Work instruction :: Please copy out every line of the listing below in which the word "rack" appears.
··········
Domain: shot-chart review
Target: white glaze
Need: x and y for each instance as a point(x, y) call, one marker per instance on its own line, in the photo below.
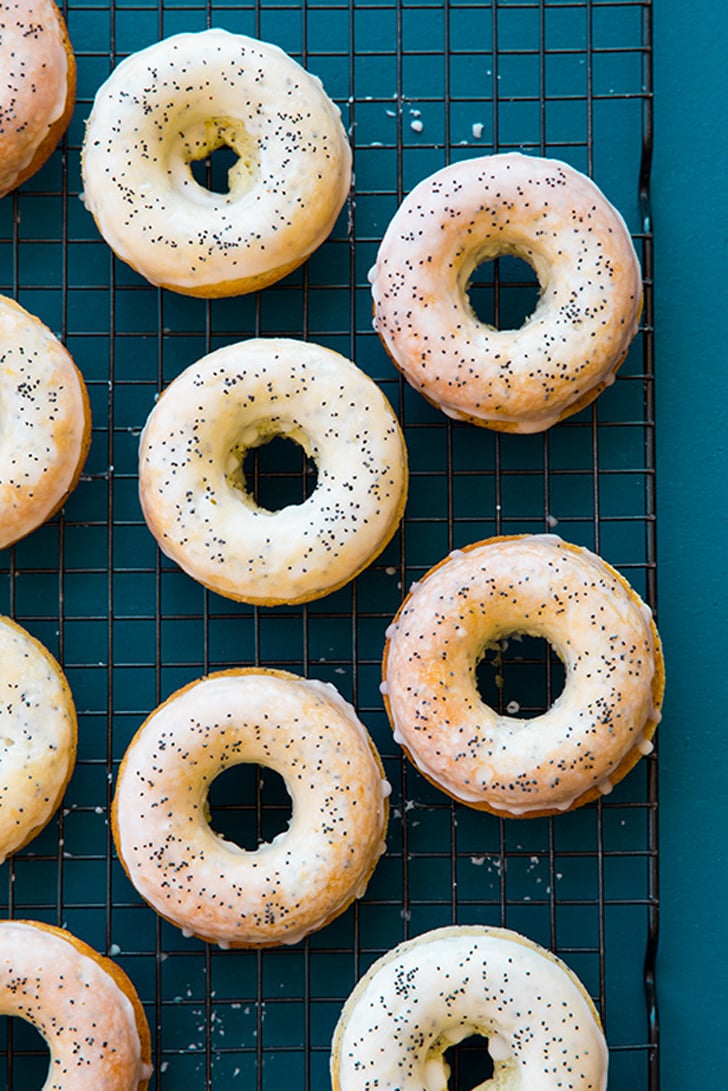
point(194, 496)
point(179, 100)
point(547, 588)
point(287, 888)
point(37, 736)
point(86, 1019)
point(445, 985)
point(555, 218)
point(34, 84)
point(44, 422)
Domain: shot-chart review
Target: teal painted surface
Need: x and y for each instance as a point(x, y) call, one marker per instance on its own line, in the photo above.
point(130, 627)
point(691, 231)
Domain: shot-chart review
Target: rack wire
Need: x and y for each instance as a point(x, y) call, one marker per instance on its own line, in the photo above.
point(420, 83)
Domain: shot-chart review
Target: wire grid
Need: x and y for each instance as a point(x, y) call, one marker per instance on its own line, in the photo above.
point(420, 83)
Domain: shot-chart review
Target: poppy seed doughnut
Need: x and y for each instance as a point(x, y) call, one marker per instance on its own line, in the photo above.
point(555, 218)
point(37, 87)
point(181, 99)
point(594, 732)
point(431, 992)
point(288, 887)
point(45, 420)
point(194, 495)
point(37, 736)
point(83, 1004)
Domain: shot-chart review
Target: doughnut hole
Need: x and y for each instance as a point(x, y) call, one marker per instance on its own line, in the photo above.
point(213, 171)
point(523, 676)
point(469, 1063)
point(31, 1056)
point(276, 472)
point(249, 805)
point(503, 292)
point(222, 156)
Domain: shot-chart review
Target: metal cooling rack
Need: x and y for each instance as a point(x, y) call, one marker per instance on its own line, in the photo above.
point(420, 83)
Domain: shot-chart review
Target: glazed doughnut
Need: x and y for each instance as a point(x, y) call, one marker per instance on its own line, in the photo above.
point(45, 421)
point(288, 887)
point(430, 993)
point(595, 731)
point(37, 87)
point(84, 1006)
point(180, 100)
point(37, 736)
point(194, 495)
point(570, 348)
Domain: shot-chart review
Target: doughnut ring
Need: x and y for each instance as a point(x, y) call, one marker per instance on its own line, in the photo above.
point(595, 731)
point(288, 887)
point(431, 992)
point(195, 499)
point(83, 1004)
point(37, 736)
point(46, 423)
point(37, 87)
point(570, 348)
point(181, 99)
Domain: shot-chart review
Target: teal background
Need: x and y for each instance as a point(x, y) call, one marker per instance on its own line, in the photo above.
point(130, 628)
point(691, 229)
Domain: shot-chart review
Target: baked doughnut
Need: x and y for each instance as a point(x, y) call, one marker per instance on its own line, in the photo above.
point(84, 1005)
point(46, 423)
point(288, 887)
point(37, 736)
point(570, 348)
point(431, 992)
point(595, 731)
point(37, 87)
point(194, 495)
point(180, 100)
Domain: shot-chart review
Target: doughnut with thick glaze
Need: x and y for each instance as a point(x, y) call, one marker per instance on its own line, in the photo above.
point(83, 1004)
point(37, 736)
point(595, 731)
point(555, 218)
point(45, 422)
point(194, 495)
point(288, 887)
point(429, 993)
point(37, 87)
point(181, 99)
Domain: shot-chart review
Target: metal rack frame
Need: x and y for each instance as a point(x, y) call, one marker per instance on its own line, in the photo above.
point(129, 628)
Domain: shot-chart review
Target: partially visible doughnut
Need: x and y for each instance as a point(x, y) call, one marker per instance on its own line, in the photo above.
point(37, 87)
point(37, 736)
point(195, 499)
point(181, 99)
point(83, 1004)
point(596, 730)
point(429, 993)
point(551, 216)
point(288, 887)
point(45, 423)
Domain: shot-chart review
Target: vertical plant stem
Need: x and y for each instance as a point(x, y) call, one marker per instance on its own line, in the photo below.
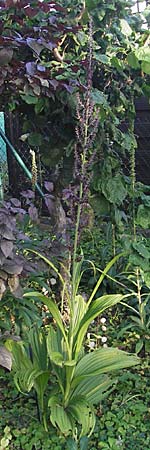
point(139, 295)
point(114, 239)
point(79, 208)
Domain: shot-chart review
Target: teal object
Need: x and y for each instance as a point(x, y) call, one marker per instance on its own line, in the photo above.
point(3, 153)
point(20, 161)
point(3, 158)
··········
Solution to this exercise ::
Target: rack wire
Target: metal cooling rack
Target: metal rack frame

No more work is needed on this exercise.